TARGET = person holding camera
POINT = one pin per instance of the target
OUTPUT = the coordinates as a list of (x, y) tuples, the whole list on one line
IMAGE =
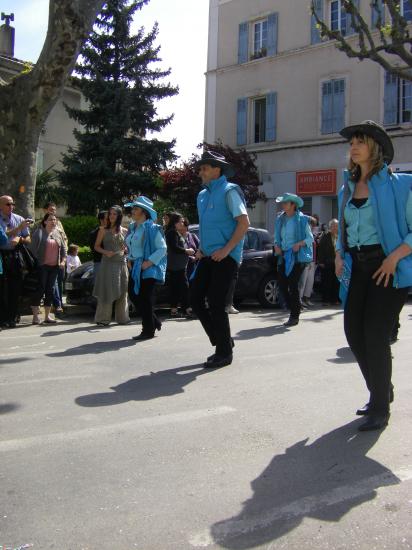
[(17, 231)]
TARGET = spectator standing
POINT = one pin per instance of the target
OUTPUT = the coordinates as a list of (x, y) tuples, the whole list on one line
[(374, 255), (102, 218), (223, 223), (17, 232), (73, 260), (112, 278), (51, 208), (177, 260), (326, 260), (293, 247), (147, 257), (49, 249)]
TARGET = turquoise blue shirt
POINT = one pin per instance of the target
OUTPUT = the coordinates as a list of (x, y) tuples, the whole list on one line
[(289, 234), (360, 223), (134, 243)]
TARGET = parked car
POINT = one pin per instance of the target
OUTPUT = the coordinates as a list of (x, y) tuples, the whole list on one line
[(257, 275)]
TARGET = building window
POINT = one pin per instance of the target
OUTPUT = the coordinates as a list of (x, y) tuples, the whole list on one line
[(260, 39), (333, 106), (398, 100), (406, 9), (260, 120)]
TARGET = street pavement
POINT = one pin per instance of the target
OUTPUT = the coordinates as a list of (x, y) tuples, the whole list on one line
[(111, 444)]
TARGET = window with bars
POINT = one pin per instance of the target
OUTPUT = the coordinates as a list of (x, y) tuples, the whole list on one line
[(397, 100), (333, 106)]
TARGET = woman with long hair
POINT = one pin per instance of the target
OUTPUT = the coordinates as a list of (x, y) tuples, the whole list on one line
[(111, 280), (49, 248), (177, 260), (146, 262), (374, 259)]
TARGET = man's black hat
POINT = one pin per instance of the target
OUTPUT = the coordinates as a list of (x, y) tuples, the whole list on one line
[(219, 161), (375, 131)]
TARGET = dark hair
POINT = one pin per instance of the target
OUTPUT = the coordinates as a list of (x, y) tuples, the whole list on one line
[(174, 217), (101, 214), (46, 217), (73, 248), (119, 217)]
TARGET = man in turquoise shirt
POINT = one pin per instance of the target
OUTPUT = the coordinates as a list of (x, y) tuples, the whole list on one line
[(223, 222)]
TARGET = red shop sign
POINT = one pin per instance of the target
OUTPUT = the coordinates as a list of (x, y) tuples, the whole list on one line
[(318, 182)]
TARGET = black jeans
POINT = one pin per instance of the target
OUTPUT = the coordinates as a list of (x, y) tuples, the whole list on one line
[(144, 303), (47, 280), (179, 288), (289, 287), (11, 286), (212, 281), (370, 314)]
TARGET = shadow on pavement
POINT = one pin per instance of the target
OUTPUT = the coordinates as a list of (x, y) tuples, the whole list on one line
[(8, 407), (323, 480), (96, 347), (344, 355), (149, 386)]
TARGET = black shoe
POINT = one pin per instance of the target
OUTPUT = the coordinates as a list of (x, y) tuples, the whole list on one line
[(375, 422), (219, 361), (291, 322), (143, 336)]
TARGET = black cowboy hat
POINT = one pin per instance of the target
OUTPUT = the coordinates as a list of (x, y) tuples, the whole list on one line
[(219, 161), (375, 131)]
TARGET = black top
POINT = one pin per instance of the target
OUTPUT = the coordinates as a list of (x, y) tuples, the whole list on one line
[(357, 203), (97, 257)]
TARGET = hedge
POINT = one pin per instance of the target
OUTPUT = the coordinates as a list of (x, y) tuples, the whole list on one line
[(78, 229)]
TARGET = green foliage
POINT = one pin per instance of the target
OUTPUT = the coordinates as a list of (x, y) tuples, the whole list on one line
[(78, 229), (115, 157), (85, 254), (47, 189)]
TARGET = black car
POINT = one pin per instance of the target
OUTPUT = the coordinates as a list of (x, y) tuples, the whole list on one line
[(257, 275)]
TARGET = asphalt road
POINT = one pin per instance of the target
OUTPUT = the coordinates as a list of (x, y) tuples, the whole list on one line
[(108, 444)]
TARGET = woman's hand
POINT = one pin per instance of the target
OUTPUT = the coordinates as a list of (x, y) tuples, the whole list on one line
[(146, 264), (338, 265), (387, 269)]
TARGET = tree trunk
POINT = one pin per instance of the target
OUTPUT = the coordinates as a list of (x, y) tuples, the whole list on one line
[(27, 100)]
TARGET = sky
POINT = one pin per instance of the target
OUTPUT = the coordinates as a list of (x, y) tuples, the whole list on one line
[(183, 27)]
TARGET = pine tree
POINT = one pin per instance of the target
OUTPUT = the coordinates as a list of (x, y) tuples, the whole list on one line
[(115, 158)]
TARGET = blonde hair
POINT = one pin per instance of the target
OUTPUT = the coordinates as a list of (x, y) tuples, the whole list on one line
[(376, 158)]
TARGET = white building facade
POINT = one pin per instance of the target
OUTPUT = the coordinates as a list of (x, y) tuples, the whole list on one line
[(274, 88)]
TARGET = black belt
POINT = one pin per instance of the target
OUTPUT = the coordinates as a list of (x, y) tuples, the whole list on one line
[(367, 252)]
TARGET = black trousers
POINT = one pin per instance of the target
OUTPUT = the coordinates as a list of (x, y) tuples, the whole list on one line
[(330, 284), (144, 303), (179, 288), (212, 281), (370, 314), (47, 275), (11, 287), (289, 287)]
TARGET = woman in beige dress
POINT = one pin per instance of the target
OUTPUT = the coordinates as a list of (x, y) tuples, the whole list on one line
[(112, 278)]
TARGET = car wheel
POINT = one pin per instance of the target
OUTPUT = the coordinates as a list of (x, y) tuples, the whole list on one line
[(268, 292)]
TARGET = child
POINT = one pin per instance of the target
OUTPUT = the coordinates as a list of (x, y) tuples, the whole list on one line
[(73, 260)]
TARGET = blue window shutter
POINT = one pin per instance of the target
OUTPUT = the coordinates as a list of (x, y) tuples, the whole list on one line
[(271, 115), (378, 10), (391, 110), (315, 37), (241, 138), (338, 105), (243, 43), (273, 34)]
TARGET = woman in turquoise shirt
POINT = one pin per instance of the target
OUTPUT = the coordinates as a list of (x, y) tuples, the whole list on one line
[(146, 260), (374, 258)]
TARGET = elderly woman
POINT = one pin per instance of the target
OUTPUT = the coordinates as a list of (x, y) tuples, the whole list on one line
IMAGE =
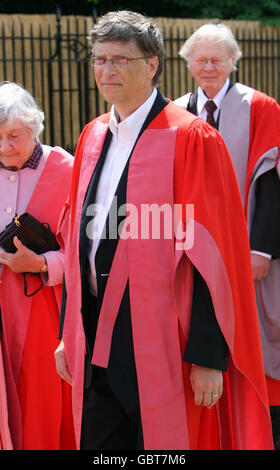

• Instructions for the task:
Copy all of the records above verbatim, line for line, and leave the pictures out.

• Expected answer:
TARGET = person holding camera
POINT = one pin per instance of the target
OUTPUT = the coordinates as a list of (x, y) tuples, the whole list on one line
IMAGE =
[(17, 231)]
TARGET = spectator standing
POINT = one pin per instance of the target
OUTPUT = the coordinates as a list of (x, y) tuples, the whole list on one line
[(374, 255), (102, 218), (223, 223), (17, 232), (73, 260), (112, 278), (51, 208), (177, 260), (326, 260), (293, 247), (147, 257), (49, 249)]
TARGET = turquoise blue shirt
POINT = one pin per instance of the target
OUTPUT = the coordinates as a list of (x, y) tuples, the whole list on one line
[(289, 234), (360, 223), (134, 243)]
TARGET = parked car
POINT = one pin per instance of the target
OUTPUT = the coordinates as a list of (x, y) tuples, the whole list on one line
[(257, 275)]
TARGET = building window
POINT = one pin per instance of the target
OUTPUT = the coordinates as a list of (x, y) tuples, the whole list on one line
[(260, 39), (333, 106), (398, 100), (406, 9), (260, 120)]
TARGET = street pavement
POINT = one pin per instance of the target
OUTPUT = the coordinates as a list of (x, y) tuples, the whole list on one line
[(111, 444)]
TARGET = window with bars
POINT = one pin per instance of the target
OUTPUT = the coordinates as a list of (x, y) tuples, the whole list on one line
[(397, 100), (333, 106)]
TARGET = woman with long hair
POINT = one pin per instance of the target
OUTPUT = the coordinates as a list of (x, y) tuples, the whole list on one line
[(111, 280), (49, 248), (177, 260), (146, 262), (374, 259)]
TARGET = man's black hat
POINT = one pin per instance of the target
OUTPUT = the coordinates as a list of (x, y) tuples, the whole list on one line
[(219, 161), (375, 131)]
TARGET = dark hair
POINT = one pin per instance of the target
OUTPUT = the coordinates as a list of (x, y) tuples, the whole list on one line
[(174, 217), (101, 214), (46, 217), (73, 248), (119, 217)]
TARGET = man in turquoise shirt
POINT = one pin per instance of the target
OUTPUT = the coordinates as a list of (x, y) tuples, the whole list on one line
[(223, 222)]
TARGET = red shop sign
POINT = one pin per instance of the target
OUTPUT = the coordinates as a list of (x, y) tuples, the whole list on one line
[(318, 182)]
TARGET = black jeans
POINT = one pin per instance of the target
OUTPUT = the coordinates as a list of (x, y) tuples, the whole list on one line
[(144, 303), (47, 280), (179, 288), (289, 287), (11, 286), (212, 281), (370, 314)]
TARGET = shadow on pavement
POINT = one pin per instance of the target
OUTPUT = the coordinates as a list of (x, y) tuples, the whole list on one line
[(8, 407), (323, 480), (96, 347), (344, 355), (149, 386)]
TARGET = black shoe
POINT = one pin per instance of the target
OUTPUT = the coordinates as a list of (x, y) tuples, the whole list on one line
[(375, 422), (219, 361), (291, 322), (143, 336)]
TARGET = black cowboy hat
POINT = one pin per instance of the target
OUTPUT = the coordinates as a list of (x, y) tuples, the whole list on one line
[(219, 161), (375, 131)]
TARGET = black top
POINT = one pin per instance of the target
OUTPUT = the coordinates as a list of (x, y) tuples, the whole list on one line
[(357, 203), (97, 257)]
TARGET = hedge
POINT = one pin per instance of the target
OUTPUT = the coordinates as a list of (x, y) tuples, the whole list on one line
[(78, 229)]
TARGET = green foliage
POINT = one pin per instance of the target
OUTPUT = the coordinates as a list of (x, y) tuples, the whole list on one line
[(78, 229), (115, 157), (85, 254), (47, 189)]
TARGET = black car
POINT = one pin per instance of the target
OUTPUT = the coordinates as a list of (x, y) tuples, the whole list on one line
[(257, 275)]
TARGET = asphalt road
POINT = one pin per instance of the target
OUTPUT = the coordinates as a list of (x, y) tuples, the whole list on one line
[(108, 444)]
TARGET = woman's hand
POINT = one pin per instance of the target
OUTPUT = the coordinates as a list of (x, y) tuples, the whole list on one line
[(146, 264), (338, 265), (387, 269)]
TARGET = tree trunk
POINT = one pin per instance of the target
OUTPUT = the coordinates as a list of (x, y) tuples, the whole list on one line
[(27, 100)]
TARGET = sky
POINT = one pin per instance of the target
OUTPUT = the coordinates as a list of (x, y) tuples, the whole list on one line
[(183, 27)]
TARGET = pine tree
POINT = one pin per instance of the target
OUTPUT = the coordinates as a list of (x, y) tuples, the whole list on one line
[(115, 158)]
TARGET = blonde hair
POINT = one pin per instance of the target
OUTPUT = the coordinates as a list of (x, y) tuples, the whole list on one line
[(376, 158)]
TARGET = white building facade
POINT = one pin per instance of the target
OUTPUT = the coordinates as a list of (x, y) tuples, the whole list on one line
[(274, 88)]
TARGET = black belt
POINT = one pin per instance of the target
OUTPUT = the coordinates as a list of (x, y) tuples, the whole list on one line
[(367, 252)]
TARGET = black trousers
POINT = one pin per instance of the target
OUTPUT = the coordinates as a list of (x, y) tuples, the whole list on one line
[(330, 284), (144, 303), (179, 288), (212, 281), (370, 314), (47, 275), (11, 287), (289, 287)]
TARGET = woman in beige dress
POINT = one pin per instance of the target
OUTPUT = the coordinates as a list of (x, y) tuples, the whole list on one line
[(112, 278)]
TARGET = car wheel
POINT = one pin per instance of the target
OUTPUT = the coordinates as a list of (x, y) tuples, the whole list on one line
[(268, 292)]
TARGET = child
POINT = one pin per instance of the target
OUTPUT = the coordinates as a list of (x, y) tuples, the whole list on one line
[(73, 260)]
TARGET = blue window shutter
POINT = one pin per instance of the target
OUTPUT = the coordinates as a list of (x, y) tuples, the whole list on one line
[(271, 115), (378, 10), (391, 110), (315, 37), (241, 138), (338, 105), (243, 43), (273, 34)]
TARGET = woman in turquoise shirt
POINT = one pin per instance of the target
OUTPUT = the coordinates as a list of (x, y) tuples, the whole list on one line
[(146, 260), (374, 258)]
TARGET = elderly woman
POINT = one pin per instance of the target
OUTPUT = the coordinates as a list of (x, y) tuples, the whole list on one line
IMAGE =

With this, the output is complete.